* **PROVIDED INFORMATION**
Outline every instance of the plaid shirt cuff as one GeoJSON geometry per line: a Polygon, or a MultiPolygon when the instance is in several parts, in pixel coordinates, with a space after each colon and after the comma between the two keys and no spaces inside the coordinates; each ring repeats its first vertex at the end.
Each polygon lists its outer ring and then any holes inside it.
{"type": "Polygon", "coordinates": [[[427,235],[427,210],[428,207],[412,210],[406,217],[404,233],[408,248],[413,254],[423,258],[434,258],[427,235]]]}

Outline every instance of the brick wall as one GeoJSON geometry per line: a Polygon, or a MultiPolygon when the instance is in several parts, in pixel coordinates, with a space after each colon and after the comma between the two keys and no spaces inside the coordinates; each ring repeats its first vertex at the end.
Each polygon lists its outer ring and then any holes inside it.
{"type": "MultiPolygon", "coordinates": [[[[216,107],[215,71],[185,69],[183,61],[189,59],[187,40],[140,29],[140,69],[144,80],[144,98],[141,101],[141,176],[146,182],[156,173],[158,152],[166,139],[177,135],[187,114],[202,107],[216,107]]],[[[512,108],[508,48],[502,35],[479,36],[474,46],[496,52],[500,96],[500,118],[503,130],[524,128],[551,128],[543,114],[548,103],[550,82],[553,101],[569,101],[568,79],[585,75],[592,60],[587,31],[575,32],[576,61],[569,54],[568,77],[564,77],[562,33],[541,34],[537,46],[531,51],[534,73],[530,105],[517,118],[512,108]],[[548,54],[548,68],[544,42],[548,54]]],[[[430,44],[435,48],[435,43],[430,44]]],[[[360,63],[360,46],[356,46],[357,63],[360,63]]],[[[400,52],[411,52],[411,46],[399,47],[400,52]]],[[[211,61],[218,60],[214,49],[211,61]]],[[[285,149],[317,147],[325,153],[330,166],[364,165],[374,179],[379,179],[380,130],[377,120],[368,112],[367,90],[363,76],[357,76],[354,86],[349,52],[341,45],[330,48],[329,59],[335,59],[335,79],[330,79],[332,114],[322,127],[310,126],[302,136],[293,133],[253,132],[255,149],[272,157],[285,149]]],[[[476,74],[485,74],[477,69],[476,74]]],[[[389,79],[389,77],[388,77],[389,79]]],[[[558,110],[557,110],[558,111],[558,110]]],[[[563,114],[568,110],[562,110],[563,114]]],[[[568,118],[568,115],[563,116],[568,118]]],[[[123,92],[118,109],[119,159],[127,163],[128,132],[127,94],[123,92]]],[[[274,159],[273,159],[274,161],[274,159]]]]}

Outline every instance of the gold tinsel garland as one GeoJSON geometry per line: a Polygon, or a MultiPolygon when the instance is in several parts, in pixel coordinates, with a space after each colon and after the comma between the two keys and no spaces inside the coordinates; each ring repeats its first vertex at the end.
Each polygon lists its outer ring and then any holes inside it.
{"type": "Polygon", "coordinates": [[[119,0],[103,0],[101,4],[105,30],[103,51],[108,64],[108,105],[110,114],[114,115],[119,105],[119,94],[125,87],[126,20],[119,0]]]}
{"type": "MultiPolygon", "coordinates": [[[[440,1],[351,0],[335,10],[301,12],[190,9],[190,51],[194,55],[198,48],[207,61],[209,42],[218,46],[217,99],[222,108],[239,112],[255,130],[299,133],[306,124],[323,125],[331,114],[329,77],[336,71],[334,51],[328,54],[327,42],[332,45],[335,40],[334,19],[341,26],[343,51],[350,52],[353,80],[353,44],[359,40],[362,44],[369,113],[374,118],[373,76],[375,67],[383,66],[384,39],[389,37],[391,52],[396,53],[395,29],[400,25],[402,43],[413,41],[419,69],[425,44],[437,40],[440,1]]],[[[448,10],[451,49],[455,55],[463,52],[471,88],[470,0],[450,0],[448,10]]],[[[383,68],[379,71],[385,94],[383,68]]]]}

* **WHAT TO DO**
Both the first line of the records above and the line containing "Outline every instance of the brick" are to be transcribed exactly, together with every line between them, and nothing else.

* **OUTPUT BELOW**
Outline every instance of the plaid shirt cuff as one GeoJSON geometry per line: a Polygon, or a MultiPolygon when the instance is in several parts, in pixel coordinates, with a space after each colon and after the comma between the two keys and no spaces inside the coordinates; each ring repeats its first vertex at the end.
Each polygon lists its outer ring and then any holes inside it.
{"type": "Polygon", "coordinates": [[[427,235],[427,210],[428,207],[412,210],[406,217],[404,233],[408,248],[413,254],[423,258],[434,258],[427,235]]]}

Outline every instance of the brick wall as one GeoJSON geometry per line: a Polygon, or a MultiPolygon when the instance is in several parts, in pixel coordinates, with a space after each colon and after the comma between the two keys and no spaces inside the coordinates; each ring repeats its first vertex at the end.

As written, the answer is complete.